— start of Exercise input —

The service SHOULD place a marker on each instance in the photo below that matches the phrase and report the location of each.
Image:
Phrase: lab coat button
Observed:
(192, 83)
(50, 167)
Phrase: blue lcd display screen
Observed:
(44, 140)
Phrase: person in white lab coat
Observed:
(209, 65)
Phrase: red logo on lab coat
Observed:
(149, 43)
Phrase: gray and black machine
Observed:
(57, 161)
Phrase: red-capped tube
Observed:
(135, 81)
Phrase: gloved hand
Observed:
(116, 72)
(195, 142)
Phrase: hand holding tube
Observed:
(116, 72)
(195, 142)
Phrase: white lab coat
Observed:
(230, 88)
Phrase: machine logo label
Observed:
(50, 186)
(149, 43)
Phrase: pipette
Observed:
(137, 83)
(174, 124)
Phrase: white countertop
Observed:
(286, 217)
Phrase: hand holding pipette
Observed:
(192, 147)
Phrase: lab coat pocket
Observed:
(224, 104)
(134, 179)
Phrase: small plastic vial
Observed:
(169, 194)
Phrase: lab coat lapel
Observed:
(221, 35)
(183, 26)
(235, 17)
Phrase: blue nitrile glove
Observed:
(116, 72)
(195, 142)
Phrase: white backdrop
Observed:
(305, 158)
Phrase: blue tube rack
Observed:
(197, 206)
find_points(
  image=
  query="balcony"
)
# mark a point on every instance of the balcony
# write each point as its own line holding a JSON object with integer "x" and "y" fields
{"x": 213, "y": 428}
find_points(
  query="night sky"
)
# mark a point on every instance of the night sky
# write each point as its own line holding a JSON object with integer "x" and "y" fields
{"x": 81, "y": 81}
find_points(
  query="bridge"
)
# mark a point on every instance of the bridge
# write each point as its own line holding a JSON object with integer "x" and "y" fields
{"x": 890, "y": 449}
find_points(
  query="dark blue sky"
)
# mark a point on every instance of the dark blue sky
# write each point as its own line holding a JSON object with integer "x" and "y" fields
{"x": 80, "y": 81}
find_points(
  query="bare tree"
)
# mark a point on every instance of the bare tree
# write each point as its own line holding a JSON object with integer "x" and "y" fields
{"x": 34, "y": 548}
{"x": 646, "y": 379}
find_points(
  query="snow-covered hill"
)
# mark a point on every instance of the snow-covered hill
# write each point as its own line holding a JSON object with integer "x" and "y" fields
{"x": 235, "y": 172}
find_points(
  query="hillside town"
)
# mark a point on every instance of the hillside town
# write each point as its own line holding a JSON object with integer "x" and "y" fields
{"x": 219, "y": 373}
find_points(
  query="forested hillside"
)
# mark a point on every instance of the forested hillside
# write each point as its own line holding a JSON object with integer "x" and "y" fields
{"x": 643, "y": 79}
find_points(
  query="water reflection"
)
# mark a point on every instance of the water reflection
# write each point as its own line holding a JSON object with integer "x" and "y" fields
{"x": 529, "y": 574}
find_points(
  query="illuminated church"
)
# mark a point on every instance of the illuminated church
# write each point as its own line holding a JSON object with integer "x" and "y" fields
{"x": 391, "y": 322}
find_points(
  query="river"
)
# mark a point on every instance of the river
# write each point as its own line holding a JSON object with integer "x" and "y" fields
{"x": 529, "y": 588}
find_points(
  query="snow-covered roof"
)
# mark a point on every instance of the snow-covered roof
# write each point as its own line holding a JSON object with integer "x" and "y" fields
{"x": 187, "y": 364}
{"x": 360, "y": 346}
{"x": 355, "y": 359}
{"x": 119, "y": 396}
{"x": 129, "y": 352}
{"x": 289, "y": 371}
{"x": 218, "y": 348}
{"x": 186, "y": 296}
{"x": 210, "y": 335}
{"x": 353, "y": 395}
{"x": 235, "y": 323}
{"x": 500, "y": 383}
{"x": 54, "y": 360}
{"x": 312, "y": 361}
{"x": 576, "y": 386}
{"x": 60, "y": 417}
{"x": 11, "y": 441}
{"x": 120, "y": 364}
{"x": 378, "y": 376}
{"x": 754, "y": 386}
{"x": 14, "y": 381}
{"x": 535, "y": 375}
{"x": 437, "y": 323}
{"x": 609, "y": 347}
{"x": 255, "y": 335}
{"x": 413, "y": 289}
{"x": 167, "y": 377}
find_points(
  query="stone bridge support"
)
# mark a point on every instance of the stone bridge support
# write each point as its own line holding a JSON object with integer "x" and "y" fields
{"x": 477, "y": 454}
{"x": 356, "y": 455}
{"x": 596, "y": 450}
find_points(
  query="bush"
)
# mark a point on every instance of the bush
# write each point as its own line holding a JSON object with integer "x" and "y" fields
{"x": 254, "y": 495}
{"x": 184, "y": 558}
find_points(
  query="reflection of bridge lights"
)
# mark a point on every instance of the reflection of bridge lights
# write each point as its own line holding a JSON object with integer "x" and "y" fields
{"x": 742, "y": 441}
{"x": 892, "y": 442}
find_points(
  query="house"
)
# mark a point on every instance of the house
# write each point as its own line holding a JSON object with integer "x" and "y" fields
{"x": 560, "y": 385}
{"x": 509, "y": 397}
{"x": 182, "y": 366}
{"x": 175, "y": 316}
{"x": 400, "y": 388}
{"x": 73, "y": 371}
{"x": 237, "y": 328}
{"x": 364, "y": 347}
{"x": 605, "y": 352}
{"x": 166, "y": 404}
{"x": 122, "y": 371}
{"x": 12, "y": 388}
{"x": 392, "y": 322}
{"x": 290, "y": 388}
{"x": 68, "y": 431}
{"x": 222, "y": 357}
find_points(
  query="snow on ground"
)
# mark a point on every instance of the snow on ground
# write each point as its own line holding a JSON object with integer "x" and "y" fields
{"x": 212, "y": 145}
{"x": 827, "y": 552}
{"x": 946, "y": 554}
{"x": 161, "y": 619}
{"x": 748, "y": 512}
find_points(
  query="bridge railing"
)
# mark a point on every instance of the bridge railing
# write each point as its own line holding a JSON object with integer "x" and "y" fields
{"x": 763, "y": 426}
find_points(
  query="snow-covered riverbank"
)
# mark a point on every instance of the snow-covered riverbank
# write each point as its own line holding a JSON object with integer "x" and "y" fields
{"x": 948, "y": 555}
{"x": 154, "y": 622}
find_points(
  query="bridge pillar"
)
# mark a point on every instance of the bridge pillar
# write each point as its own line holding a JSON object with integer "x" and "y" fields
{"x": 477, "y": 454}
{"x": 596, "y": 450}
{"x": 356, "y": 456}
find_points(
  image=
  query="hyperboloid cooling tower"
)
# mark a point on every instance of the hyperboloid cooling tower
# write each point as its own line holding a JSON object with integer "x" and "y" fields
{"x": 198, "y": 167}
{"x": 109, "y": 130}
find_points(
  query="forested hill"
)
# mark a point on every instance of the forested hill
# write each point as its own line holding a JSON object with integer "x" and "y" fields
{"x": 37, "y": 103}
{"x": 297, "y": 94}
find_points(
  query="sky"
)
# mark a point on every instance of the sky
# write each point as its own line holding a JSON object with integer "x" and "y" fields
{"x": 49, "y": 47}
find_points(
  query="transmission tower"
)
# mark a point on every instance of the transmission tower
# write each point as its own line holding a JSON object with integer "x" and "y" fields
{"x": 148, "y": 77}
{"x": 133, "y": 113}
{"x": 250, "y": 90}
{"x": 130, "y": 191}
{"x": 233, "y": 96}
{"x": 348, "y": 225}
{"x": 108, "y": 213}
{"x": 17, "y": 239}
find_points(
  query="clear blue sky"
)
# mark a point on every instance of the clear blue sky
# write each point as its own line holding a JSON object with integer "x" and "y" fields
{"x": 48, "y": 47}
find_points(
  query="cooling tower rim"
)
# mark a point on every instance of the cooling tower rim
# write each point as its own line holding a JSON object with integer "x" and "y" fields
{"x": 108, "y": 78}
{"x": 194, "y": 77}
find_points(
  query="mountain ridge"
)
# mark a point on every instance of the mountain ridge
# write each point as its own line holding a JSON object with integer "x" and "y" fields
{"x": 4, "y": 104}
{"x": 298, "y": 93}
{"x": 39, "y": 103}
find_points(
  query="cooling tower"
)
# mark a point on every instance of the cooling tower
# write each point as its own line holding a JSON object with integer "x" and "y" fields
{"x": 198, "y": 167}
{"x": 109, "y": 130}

— end of Exercise input —

### Aim
Pull out every line of the records that contains the word "covered", and copy each of those lines unchanged.

### Exercise answer
  query="snow-covered hill"
# mark a point on every instance of the snow-covered hill
  query="snow-covered roof"
# mark a point on every instance of the snow-covered roof
  query="snow-covered riverbank"
# mark a point on every instance of the snow-covered riverbank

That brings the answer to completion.